## TASK BRIEF:
An exact copy of the records is required, minus the pictures they hold.

──────

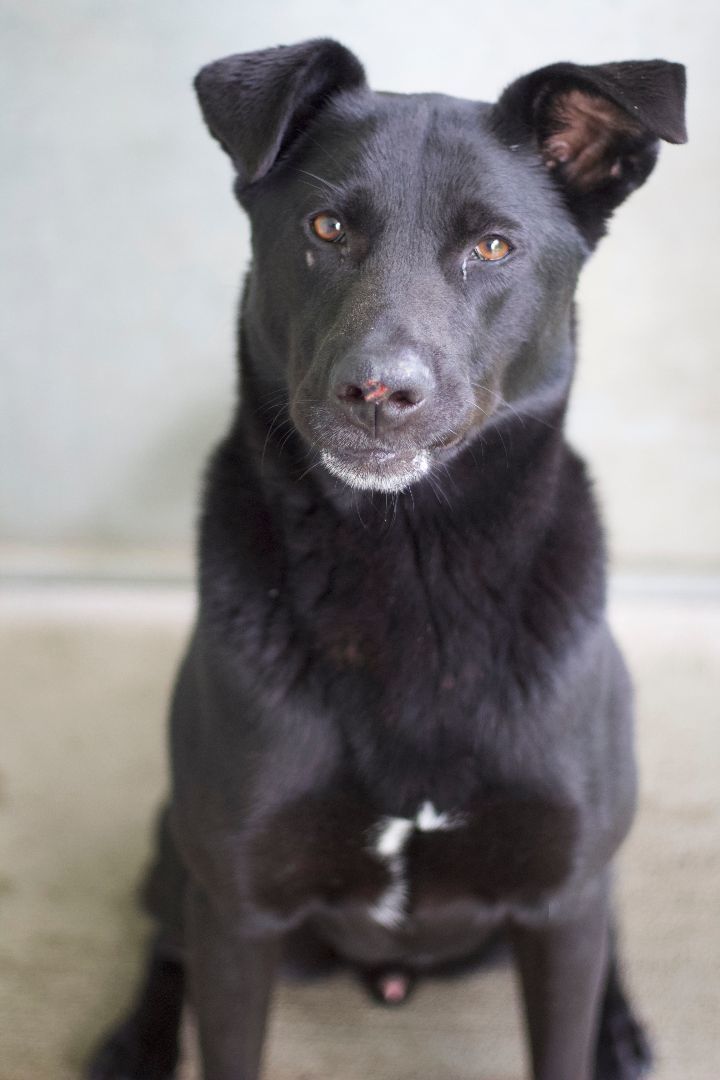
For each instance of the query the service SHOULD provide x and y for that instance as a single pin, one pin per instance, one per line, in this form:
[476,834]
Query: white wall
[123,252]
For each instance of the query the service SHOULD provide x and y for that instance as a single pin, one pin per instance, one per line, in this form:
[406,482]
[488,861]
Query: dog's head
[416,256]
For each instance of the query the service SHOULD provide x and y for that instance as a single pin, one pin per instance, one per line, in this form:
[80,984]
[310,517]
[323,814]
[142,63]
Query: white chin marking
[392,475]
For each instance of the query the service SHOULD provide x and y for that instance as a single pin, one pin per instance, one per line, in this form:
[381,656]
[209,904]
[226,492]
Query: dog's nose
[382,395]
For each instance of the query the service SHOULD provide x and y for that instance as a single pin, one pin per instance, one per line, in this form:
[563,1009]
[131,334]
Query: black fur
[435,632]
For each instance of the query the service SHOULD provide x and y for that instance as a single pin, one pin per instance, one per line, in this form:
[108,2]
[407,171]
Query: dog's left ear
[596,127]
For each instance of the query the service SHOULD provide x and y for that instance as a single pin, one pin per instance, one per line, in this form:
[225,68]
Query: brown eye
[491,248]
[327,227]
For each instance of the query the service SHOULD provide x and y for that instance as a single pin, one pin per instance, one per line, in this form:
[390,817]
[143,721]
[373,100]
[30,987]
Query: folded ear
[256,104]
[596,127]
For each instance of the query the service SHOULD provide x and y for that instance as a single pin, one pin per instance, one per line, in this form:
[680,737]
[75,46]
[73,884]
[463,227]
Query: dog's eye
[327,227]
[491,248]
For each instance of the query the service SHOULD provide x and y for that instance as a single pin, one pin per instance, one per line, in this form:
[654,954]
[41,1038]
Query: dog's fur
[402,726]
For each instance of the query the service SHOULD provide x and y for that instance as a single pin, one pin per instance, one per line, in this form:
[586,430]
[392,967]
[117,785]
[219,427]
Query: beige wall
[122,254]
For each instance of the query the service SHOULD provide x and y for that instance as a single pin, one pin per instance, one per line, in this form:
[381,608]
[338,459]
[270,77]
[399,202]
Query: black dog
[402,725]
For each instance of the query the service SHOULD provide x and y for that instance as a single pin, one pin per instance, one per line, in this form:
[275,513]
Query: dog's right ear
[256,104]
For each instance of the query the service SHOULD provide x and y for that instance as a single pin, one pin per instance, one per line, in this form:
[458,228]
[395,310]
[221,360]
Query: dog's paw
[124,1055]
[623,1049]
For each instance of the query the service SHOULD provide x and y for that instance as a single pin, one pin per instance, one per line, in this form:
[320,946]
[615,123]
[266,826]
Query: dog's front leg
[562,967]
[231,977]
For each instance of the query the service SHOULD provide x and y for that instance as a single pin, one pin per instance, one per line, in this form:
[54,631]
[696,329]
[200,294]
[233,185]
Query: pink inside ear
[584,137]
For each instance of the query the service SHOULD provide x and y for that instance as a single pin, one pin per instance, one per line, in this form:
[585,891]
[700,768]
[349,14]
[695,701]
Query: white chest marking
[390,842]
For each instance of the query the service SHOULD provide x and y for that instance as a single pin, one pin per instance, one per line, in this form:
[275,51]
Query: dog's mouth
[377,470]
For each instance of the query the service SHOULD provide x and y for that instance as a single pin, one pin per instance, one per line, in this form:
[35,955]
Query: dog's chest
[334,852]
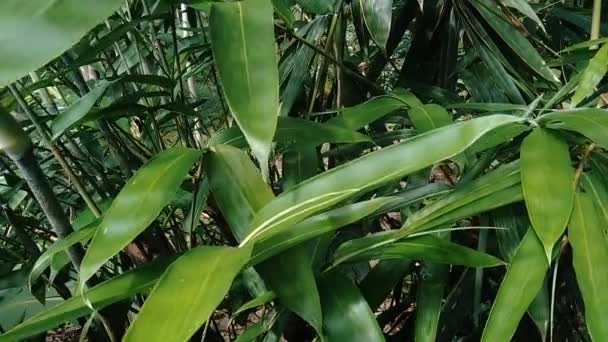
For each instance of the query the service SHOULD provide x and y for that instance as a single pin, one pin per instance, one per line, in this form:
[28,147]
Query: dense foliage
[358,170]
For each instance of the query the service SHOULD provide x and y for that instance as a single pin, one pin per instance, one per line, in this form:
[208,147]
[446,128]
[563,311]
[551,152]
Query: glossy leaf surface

──────

## ANSWER FOR THIS EXERCISE:
For each instance of the query the service SHOULD provide x and y for that instance as a single pin, one pin per instance, one per line, in this form:
[476,834]
Query: white wall
[123,252]
For each instance of the query the service SHOULD provide x and y for that instance as a single pin, one pin per instance, one per line, in this form:
[406,482]
[488,861]
Query: dog's head
[416,256]
For each instance of the query the service SHOULD provide x and y for that instance as a single pin, one pin per instance, one per line, in this form:
[80,984]
[310,517]
[323,814]
[142,63]
Query: white chin marking
[392,475]
For each instance of the query the service SHOULD provide x and y for that instance as a single pin, one pin per instance, one per line, in this form:
[381,656]
[209,904]
[226,492]
Query: dog's nose
[382,395]
For each instance of the query the service SHOULD provide x and y for that instance as a single pin, one pin per instance, one per line, in this form:
[563,1009]
[131,334]
Query: black fur
[435,632]
For each instance of the query the service SHOULD provide x and y for that instance as a single pin, one pin per instance, one per line, in this form:
[108,2]
[407,171]
Query: dog's left ear
[596,127]
For each instance of the query the service SHOULD provide x and y for that instance as a single pin, one pin per instance, one per line, in this form:
[225,68]
Query: brown eye
[491,248]
[327,227]
For each instance of the query the service SHOULD provide x and y for that instance as a single pin, one pin per instance, one per line, in this form:
[390,817]
[143,721]
[373,100]
[30,987]
Query: folded ear
[256,104]
[596,127]
For each instance of the query the service SHOULD provide x and y for that instance as a single pin, one pin per instance, one per line, in this form:
[680,737]
[75,46]
[73,884]
[463,227]
Query: dog's eye
[327,227]
[491,248]
For each instance of the query the service SHOULD provide x and y for that instance as a single pin, one pin per instance, one per line, in this form:
[654,954]
[41,1038]
Query: dog's fur
[402,726]
For each instance of the query the service SHOULD provide x and y for that instance as a single pin, one pin per instance, one per line, in this form:
[586,430]
[392,967]
[117,785]
[219,427]
Query: beige wall
[122,254]
For each instance of the query the service SHOULD provide x and y for that instance as a single pin, one pin per instance, one per line, in this form:
[381,608]
[338,459]
[270,77]
[399,202]
Query: black dog
[402,725]
For each instance of the query the service SHOULD provide x and y for that instance as a single pin, one pin per instance, one per line, in this form:
[275,513]
Query: dog's right ear
[256,104]
For each instance of the query the service SHOULD provide x and y for that instance as a single pin, one pin per instance, one per line, in this form:
[458,228]
[395,310]
[221,360]
Query: dog's paw
[124,1055]
[623,1049]
For each instance of the query the service SHOULD provide x and y for that instance as a single pin, one pin per instance, one per line, in this form:
[320,946]
[615,123]
[266,826]
Query: dog's front leg
[562,967]
[231,977]
For each instance of the query the service SHOULD provide x and y for that instance as a single pin, one pin per instance, one per line, in this form:
[54,631]
[696,329]
[200,294]
[233,185]
Query: pink inside ear
[584,137]
For each instance of the query the service SHOULD provide x and y for that instance as a single pin, one pin per instance, one per line, in this form:
[585,891]
[700,768]
[349,14]
[695,701]
Query: white chest marking
[390,842]
For each instance of the query the service SHOULD provide x and y for that instance as a single pin, one pin per instance, one per line, in this form:
[275,51]
Query: dog's mouth
[377,470]
For each instance of the query the service SHOULD provide x and y for that instance as a single pin, one pin per instance, one per line, in this form:
[35,955]
Query: dog's chest
[334,852]
For each instance of the query the service SHOULD provide x and y for that instance as a single pin, one pin per instance, one per line, in this form:
[28,147]
Query: dense foliage
[358,170]
For each instance of the query the service SHOULD provide x and y for that instance as a single pin, one pin per instance, one per line, in this form:
[208,147]
[446,128]
[563,311]
[551,152]
Query: glossy leaf surface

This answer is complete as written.